### GIVEN EXERCISE 1
Reproduce everything in the article on identifying spam events from "The tricky part" down to "always be configured)".
### GIVEN EXERCISE 2
Count the lines in the records that contain the string "black", with case counting, and give only the number.

### PASSAGE
--- Start ---

Identifying
Spam Events
Jason A. Richards
The number of spam events is increasing every month. Because of
the sheer number of recipients for any single spam event, it doesn't
take much of a reduction in percentage for a benefit to be seen.
The tricky part for administrators is determining which events are
unsolicited and which are requested and permissible. As an administrator,
you must have an understanding of what is normal for your mail servers
and what is not. If you currently have no idea, then your first
step may well be to set up some MRTG graphs. If you are lucky, your
mail server has an SNMP agent; if not, you just need to write a
few scripts that do a lot of counting.
The most rudimentary way to identify spam events (once you've
established a baseline for your system) is to parse the mail logs.
Every mail server, whether it's sendmail, postfix, qmail, or SunONE
Messaging Server, has the ability (and should always be configured)
to write logs for all SMTP traffic. The goal then, is to parse these
logs in search of commonalities that are unacceptable. Whether you
administer a single system used only for your company's employees,
or you manage multiple servers handling millions of messages for
thousands of Internet subscribers, the most sensible way to undertake
this task is to write a script to reveal the pertinent information.
Differentiating the Good from the Bad
The function of this script then should be to extract the repetitive
information from our mail logs and display it in a fashion that
makes sense. The three details that we care about from the logs
are the source email address, the source domain, and the source
IP address. By classifying and counting this information, we can
see where the email is coming from and then determine whether that
email is good or bad. Good email is defined as email that the recipients
signed up for intentionally. Take BugTRAQ, for instance. Lots of
people want to receive BugTRAQ, so if we deem it bad email and attempt
to block or thwart it, we will be upsetting a great number of people.
Bad email, then, is defined as email that is clearly unsolicited
and detrimental to system performance. Notice the need for it to
be detrimental to the system. Plenty of the email floating around
the Internet is unsolicited, however, if we target these individual
emails, which do not affect the performance of the system, then
we are wasting valuable cycles.

--- End ---

### RECORDS TO PROCESS
--- Start ---

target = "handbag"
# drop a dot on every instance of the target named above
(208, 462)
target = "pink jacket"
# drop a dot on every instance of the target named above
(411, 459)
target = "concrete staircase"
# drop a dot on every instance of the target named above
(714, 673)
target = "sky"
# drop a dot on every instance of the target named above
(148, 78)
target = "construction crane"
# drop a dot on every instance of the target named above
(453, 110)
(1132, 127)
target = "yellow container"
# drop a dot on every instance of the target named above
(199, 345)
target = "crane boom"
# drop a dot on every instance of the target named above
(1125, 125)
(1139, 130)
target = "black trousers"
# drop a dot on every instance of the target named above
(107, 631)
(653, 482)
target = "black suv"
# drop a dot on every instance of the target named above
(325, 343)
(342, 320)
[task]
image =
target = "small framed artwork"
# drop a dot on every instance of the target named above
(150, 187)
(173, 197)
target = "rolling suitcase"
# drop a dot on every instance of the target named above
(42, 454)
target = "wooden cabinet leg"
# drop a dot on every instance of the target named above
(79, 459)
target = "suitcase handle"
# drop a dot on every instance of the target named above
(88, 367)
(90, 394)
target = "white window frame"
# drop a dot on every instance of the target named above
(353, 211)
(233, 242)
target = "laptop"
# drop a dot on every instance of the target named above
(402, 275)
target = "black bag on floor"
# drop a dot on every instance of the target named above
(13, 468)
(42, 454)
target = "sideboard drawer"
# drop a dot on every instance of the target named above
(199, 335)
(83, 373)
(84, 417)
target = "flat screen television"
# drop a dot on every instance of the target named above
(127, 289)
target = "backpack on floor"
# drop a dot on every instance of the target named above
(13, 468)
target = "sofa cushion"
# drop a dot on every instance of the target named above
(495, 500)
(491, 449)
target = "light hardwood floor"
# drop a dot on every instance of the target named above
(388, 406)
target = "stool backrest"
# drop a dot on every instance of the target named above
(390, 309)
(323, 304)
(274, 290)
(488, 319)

--- End ---

### CORRECT OUTPUT 1
The tricky part for administrators is determining which events are
unsolicited and which are requested and permissible. As an administrator,
you must have an understanding of what is normal for your mail servers
and what is not. If you currently have no idea, then your first
step may well be to set up some MRTG graphs. If you are lucky, your
mail server has an SNMP agent; if not, you just need to write a
few scripts that do a lot of counting.
The most rudimentary way to identify spam events (once you've
established a baseline for your system) is to parse the mail logs.
Every mail server, whether it's sendmail, postfix, qmail, or SunONE
Messaging Server, has the ability (and should always be configured)

### CORRECT OUTPUT 2
3